» **What the task requires**:
Give back only the lines from the one with "of the cemetery" through the last line of the data, exactly as they appear.

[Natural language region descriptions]
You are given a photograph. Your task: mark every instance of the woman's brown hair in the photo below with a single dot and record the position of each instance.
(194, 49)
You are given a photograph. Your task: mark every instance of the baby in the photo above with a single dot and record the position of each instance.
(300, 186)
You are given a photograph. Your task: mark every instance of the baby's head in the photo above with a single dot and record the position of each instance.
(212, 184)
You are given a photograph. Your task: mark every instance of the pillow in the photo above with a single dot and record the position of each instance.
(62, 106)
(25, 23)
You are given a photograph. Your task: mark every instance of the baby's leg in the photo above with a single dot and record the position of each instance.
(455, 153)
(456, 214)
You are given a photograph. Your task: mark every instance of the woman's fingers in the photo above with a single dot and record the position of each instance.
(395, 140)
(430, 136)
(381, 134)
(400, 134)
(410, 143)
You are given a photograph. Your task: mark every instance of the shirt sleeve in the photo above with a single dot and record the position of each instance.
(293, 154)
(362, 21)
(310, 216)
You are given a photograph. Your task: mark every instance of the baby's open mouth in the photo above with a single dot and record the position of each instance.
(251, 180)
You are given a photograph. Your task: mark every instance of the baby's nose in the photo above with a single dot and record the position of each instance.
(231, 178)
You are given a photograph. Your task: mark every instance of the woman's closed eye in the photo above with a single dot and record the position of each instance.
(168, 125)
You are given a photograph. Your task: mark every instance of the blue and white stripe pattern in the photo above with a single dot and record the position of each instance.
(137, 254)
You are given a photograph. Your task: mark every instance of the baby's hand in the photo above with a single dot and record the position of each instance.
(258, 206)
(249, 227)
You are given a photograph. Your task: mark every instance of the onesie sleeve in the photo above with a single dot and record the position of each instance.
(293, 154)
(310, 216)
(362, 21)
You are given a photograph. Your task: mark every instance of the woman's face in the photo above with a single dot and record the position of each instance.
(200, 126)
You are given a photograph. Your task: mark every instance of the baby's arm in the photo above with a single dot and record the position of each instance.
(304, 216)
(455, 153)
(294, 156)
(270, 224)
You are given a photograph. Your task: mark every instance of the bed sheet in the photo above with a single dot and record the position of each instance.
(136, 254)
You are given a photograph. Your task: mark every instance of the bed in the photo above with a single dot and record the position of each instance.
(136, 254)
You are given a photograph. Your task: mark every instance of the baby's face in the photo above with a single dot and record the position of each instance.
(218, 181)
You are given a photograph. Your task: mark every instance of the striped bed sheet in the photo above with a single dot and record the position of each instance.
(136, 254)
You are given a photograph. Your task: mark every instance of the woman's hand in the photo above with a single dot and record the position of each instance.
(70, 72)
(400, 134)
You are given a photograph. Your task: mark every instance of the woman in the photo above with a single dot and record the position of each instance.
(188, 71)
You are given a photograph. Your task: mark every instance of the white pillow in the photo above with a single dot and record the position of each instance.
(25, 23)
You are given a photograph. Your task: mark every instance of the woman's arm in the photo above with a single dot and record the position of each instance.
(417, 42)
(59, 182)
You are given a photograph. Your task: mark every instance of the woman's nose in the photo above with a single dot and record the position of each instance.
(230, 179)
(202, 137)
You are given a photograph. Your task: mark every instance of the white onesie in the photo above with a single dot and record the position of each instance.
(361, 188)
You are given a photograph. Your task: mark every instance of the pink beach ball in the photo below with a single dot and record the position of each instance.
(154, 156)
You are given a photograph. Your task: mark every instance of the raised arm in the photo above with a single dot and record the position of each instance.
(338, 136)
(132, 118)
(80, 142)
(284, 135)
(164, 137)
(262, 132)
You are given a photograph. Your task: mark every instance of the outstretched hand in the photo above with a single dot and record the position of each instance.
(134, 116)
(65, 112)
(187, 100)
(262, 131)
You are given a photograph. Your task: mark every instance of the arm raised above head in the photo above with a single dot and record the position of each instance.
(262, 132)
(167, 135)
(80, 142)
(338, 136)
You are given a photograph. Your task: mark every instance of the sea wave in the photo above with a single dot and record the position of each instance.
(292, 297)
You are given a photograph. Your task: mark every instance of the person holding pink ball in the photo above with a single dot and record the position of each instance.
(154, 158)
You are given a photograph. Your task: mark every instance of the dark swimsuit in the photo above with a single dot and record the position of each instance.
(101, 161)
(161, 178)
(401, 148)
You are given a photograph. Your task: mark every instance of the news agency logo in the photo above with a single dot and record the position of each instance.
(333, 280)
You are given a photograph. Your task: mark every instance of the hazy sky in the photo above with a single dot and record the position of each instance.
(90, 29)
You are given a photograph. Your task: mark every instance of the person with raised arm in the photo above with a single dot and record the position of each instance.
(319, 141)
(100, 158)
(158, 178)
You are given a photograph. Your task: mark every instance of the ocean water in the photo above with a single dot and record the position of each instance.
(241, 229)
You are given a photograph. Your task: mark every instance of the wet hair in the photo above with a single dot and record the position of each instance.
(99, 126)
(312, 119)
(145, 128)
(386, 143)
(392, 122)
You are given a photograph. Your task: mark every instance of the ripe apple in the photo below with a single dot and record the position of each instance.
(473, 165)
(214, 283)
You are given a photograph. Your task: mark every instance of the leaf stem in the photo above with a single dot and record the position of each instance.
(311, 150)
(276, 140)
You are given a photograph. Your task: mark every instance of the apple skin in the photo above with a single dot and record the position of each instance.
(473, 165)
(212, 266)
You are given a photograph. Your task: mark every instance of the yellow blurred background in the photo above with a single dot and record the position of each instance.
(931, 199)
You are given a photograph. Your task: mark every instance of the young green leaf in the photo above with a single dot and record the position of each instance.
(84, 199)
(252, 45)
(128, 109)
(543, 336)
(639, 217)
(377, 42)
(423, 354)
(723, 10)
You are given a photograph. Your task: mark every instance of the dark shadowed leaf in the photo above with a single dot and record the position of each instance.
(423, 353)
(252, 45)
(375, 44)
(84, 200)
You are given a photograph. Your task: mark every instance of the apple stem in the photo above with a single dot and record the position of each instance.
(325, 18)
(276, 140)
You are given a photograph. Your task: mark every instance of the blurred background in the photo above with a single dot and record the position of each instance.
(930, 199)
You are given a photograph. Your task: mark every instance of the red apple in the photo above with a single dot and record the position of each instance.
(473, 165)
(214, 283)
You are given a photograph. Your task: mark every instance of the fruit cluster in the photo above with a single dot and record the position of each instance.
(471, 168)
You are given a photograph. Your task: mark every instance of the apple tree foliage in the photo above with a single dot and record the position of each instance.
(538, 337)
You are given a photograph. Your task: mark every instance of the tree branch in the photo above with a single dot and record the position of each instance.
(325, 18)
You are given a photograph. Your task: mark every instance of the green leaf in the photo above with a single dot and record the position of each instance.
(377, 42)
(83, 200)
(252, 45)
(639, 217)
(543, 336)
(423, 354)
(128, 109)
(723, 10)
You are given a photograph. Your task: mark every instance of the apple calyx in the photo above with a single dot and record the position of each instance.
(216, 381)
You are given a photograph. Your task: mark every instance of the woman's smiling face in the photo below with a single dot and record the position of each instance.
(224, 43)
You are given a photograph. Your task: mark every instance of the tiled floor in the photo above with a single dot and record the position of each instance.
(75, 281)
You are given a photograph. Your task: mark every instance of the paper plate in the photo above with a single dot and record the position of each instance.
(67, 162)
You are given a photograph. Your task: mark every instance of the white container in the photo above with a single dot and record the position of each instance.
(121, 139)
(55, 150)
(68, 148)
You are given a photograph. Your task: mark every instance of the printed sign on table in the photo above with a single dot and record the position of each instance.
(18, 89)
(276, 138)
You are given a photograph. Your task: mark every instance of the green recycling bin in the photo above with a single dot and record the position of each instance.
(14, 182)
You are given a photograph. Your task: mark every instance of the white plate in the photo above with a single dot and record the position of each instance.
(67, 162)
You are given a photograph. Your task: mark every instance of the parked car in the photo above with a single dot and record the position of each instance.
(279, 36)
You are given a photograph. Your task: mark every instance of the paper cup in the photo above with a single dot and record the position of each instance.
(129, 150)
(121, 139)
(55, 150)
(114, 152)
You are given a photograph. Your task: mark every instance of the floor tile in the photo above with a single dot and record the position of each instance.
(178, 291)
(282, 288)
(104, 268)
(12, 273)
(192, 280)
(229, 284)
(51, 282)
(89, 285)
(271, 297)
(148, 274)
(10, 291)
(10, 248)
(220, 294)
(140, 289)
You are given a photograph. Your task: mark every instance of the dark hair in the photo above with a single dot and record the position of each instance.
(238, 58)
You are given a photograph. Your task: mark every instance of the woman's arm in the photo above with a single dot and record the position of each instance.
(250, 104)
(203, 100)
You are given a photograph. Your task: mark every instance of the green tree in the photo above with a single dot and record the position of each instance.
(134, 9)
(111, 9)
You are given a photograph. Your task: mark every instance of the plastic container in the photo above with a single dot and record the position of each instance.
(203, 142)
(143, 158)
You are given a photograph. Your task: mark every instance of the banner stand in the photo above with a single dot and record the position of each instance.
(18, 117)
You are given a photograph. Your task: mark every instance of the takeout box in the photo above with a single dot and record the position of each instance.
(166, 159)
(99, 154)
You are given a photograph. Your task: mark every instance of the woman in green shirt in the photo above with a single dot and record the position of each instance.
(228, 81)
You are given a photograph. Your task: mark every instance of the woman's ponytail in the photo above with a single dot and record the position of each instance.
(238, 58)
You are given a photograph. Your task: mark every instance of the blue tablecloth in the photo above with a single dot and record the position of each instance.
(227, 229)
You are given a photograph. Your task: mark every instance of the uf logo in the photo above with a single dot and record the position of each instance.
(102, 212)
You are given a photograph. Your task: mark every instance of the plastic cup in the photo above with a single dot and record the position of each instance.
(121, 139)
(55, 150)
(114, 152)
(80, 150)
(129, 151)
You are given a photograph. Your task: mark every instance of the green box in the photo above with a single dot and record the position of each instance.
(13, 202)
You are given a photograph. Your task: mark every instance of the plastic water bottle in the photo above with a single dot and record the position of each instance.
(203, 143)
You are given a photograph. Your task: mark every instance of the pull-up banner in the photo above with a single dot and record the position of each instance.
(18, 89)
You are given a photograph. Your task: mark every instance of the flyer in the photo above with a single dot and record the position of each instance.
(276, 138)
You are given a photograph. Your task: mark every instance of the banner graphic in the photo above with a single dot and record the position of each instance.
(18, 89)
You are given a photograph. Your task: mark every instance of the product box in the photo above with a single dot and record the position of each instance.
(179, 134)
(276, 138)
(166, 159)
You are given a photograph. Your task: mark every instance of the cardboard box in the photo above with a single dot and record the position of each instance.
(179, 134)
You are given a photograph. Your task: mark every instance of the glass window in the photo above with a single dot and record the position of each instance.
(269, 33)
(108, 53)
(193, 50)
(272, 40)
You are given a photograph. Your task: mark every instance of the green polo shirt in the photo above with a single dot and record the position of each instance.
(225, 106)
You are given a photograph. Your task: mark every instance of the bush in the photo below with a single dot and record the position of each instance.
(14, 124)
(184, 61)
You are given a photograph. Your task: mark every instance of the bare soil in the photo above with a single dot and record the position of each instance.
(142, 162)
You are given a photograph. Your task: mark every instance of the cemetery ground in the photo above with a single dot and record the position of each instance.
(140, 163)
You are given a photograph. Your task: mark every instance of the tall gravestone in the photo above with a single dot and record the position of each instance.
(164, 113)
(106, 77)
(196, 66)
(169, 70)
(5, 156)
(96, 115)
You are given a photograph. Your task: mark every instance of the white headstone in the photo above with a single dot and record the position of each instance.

» **Expected output**:
You are given a photograph. Your task: mark every instance of the cemetery ground in the photo above with a single dot and record the position of each instance.
(140, 163)
You are given a photograph. Your task: mark every instance of the tall gravestone in the photo above with a single dot and record the position of each instance.
(164, 113)
(106, 77)
(196, 66)
(169, 70)
(5, 156)
(96, 115)
You are given a photograph. Your task: mark every instance of the white headstone in the photo above with a single dot and record the position of each instance.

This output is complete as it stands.